| The problem |
Could you output each line of the records below verbatim, without changing anything?

Coordinate labeling data:

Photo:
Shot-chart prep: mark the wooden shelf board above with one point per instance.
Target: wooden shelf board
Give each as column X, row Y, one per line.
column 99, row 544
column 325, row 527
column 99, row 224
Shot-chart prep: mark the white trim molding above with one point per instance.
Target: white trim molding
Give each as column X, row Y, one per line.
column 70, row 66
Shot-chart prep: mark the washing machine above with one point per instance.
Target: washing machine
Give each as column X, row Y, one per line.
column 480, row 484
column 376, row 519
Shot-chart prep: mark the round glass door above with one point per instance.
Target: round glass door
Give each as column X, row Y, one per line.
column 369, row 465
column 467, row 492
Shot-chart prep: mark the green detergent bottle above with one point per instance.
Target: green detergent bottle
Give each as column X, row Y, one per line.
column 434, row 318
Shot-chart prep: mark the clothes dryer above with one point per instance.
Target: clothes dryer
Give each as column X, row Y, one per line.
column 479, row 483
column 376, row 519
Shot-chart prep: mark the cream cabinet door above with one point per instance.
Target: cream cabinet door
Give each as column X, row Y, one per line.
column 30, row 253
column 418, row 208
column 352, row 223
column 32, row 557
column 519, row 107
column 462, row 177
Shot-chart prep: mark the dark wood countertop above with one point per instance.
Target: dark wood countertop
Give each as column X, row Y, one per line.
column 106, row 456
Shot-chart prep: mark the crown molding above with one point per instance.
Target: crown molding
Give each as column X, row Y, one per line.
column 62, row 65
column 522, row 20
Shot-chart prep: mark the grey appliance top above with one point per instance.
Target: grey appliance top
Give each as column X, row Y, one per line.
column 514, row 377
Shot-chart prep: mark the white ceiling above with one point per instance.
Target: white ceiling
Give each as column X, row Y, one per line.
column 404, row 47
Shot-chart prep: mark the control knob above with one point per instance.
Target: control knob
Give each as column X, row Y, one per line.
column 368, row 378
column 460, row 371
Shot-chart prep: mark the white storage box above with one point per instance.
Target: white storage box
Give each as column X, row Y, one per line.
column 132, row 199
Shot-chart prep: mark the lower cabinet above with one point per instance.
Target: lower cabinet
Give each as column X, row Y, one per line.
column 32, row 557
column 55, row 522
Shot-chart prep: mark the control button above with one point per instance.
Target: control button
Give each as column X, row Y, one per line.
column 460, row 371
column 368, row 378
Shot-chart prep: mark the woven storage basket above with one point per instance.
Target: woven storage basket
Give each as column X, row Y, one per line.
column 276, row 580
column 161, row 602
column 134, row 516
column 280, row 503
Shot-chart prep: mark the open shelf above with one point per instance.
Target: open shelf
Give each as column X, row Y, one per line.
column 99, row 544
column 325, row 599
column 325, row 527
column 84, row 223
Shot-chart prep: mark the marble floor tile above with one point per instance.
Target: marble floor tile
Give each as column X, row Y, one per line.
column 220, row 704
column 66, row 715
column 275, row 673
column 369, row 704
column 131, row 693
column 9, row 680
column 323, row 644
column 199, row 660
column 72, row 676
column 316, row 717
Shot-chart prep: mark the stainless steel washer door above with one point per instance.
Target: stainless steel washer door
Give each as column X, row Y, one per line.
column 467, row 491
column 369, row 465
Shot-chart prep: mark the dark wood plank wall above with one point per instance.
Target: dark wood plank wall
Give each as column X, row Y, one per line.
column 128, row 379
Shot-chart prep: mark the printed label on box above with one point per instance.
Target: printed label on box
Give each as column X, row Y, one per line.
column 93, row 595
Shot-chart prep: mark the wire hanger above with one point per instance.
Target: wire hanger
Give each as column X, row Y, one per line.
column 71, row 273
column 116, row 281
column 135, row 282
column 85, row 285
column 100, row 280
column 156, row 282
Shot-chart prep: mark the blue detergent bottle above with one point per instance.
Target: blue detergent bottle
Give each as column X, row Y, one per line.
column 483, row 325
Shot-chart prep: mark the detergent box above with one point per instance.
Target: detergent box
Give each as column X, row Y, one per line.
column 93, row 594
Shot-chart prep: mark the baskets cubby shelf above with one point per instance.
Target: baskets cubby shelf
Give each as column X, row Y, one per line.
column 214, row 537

| In response |
Photo:
Shot-chart prep: mark the wooden shelf board above with one point per instance.
Target: wooden shelf board
Give each as column X, row Y, one per line.
column 99, row 544
column 325, row 527
column 99, row 224
Shot-chart prep: mark the white trim molding above with one point per instance.
Target: white trim molding
Give each as column X, row Y, one per line.
column 70, row 66
Shot-chart prep: mark the washing machine above with one point per instance.
Target: washing machine
Give each as column X, row Y, one per line.
column 480, row 484
column 376, row 519
Shot-chart prep: mark the round glass door above with one point per instance.
Target: round glass door
Give each as column X, row Y, one per line.
column 369, row 465
column 467, row 492
Shot-chart prep: mark the green detergent bottle above with one point per instance.
Target: green detergent bottle
Give each as column X, row Y, one per line.
column 434, row 318
Shot-chart prep: mark the clothes dryer above with one point per instance.
Target: clothes dryer
Give each as column X, row Y, one per line.
column 479, row 483
column 376, row 519
Shot-chart prep: mark the cream cabinet door above with one point per instance.
Target: cream cabinet door
Give each as column X, row Y, one per line.
column 30, row 253
column 418, row 208
column 352, row 223
column 32, row 557
column 519, row 107
column 462, row 177
Shot-chart prep: mark the dark wood countertop above with one point per instance.
Target: dark wood countertop
Give each as column X, row Y, one per line.
column 106, row 456
Shot-chart prep: mark the crown molding above with one point per instance.
Target: crown molding
Give each as column X, row Y, one per line.
column 62, row 65
column 522, row 20
Shot-chart prep: mark the grey appliance top above with one point per instance.
Target: grey appliance top
Give each as column X, row Y, one per line.
column 514, row 377
Shot-chart prep: mark the white ceiling above with one point per instance.
Target: white ceiling
Give each as column X, row Y, one per line.
column 404, row 47
Shot-chart prep: mark the control knob above with one point per instance.
Target: control knob
Give each as column X, row Y, one per line.
column 368, row 378
column 460, row 371
Shot-chart prep: mark the white storage box above with one point per instance.
Target: white storage box
Give each as column X, row Y, one per line.
column 132, row 199
Shot-chart prep: mark the lower cabinet above with one point per instance.
Target: lower cabinet
Give each as column X, row Y, one per line.
column 32, row 557
column 55, row 522
Shot-chart prep: mark the control button above with one point per instance.
Target: control button
Give each as column X, row Y, one per line.
column 460, row 371
column 368, row 378
Shot-chart prep: mark the woven storage basket above with one point per instance.
Target: woven storage basket
Give each as column X, row Y, one per line.
column 276, row 580
column 161, row 602
column 134, row 516
column 280, row 503
Shot-chart prep: mark the open shelf above with one point per instance.
Target: open shelf
Give each as column X, row Y, one per line.
column 99, row 544
column 325, row 599
column 325, row 527
column 84, row 223
Shot-chart prep: mark the marble floor tile above with one point per instance.
Target: marble floor tile
Give each as column X, row Y, one per line.
column 220, row 704
column 66, row 715
column 275, row 673
column 369, row 704
column 131, row 693
column 9, row 680
column 323, row 644
column 199, row 660
column 72, row 676
column 316, row 717
Shot-chart prep: mark the stainless steel washer door above with one point per instance.
Target: stainless steel washer door
Give each as column X, row Y, one per line.
column 467, row 491
column 369, row 465
Shot-chart prep: mark the dark wood plank wall above with one point per instance.
Target: dark wood plank wall
Give each as column X, row Y, one per line.
column 128, row 379
Shot-chart prep: mark the printed label on box above with one point per instance.
Target: printed label on box
Give each as column X, row Y, one per line.
column 93, row 595
Shot-chart prep: mark the wire hanger above with one point per instance.
Target: wire hanger
Give each as column X, row Y, one per line.
column 71, row 273
column 116, row 281
column 135, row 282
column 85, row 285
column 100, row 280
column 156, row 282
Shot-chart prep: mark the blue detergent bottle above with one point per instance.
Target: blue detergent bottle
Give each as column X, row Y, one per line.
column 483, row 325
Shot-chart prep: mark the detergent box above with one point per instance.
Target: detergent box
Give each as column X, row Y, one per line.
column 93, row 594
Shot-chart prep: mark the baskets cubby shelf above with one point per instance.
Target: baskets cubby shelf
Give each as column X, row Y, one per line.
column 214, row 537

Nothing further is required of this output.